>> BEGIN
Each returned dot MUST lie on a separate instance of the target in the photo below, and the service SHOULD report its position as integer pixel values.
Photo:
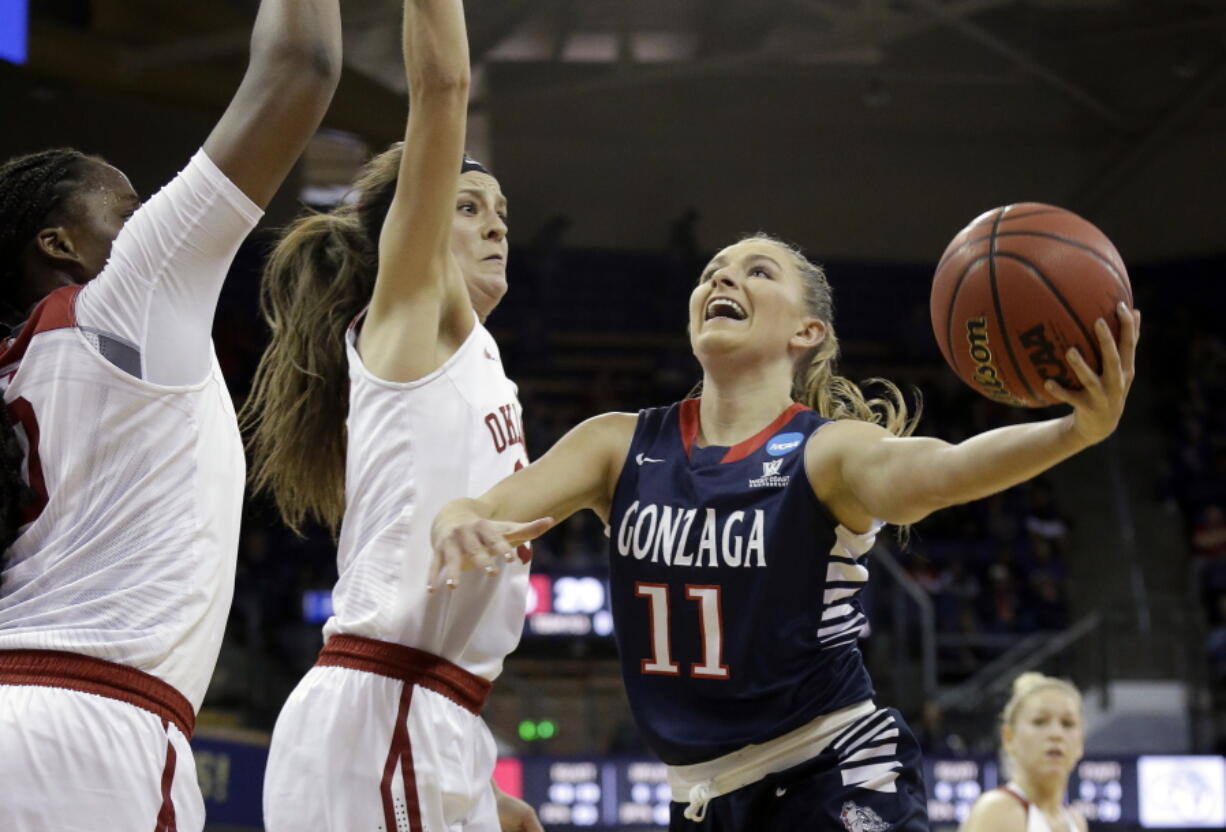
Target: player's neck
(734, 409)
(1047, 795)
>> END
*YOUR INSTRUCTIONS*:
Copy out each line of the material above word for word, but leave out the pictures.

*ANSWER IN FULL*:
Each returned dot MUST lie on a separate instance of the target in the photo below, and the service SHOULD report its position as integer pixel values.
Photo:
Target: player's neck
(734, 409)
(1047, 795)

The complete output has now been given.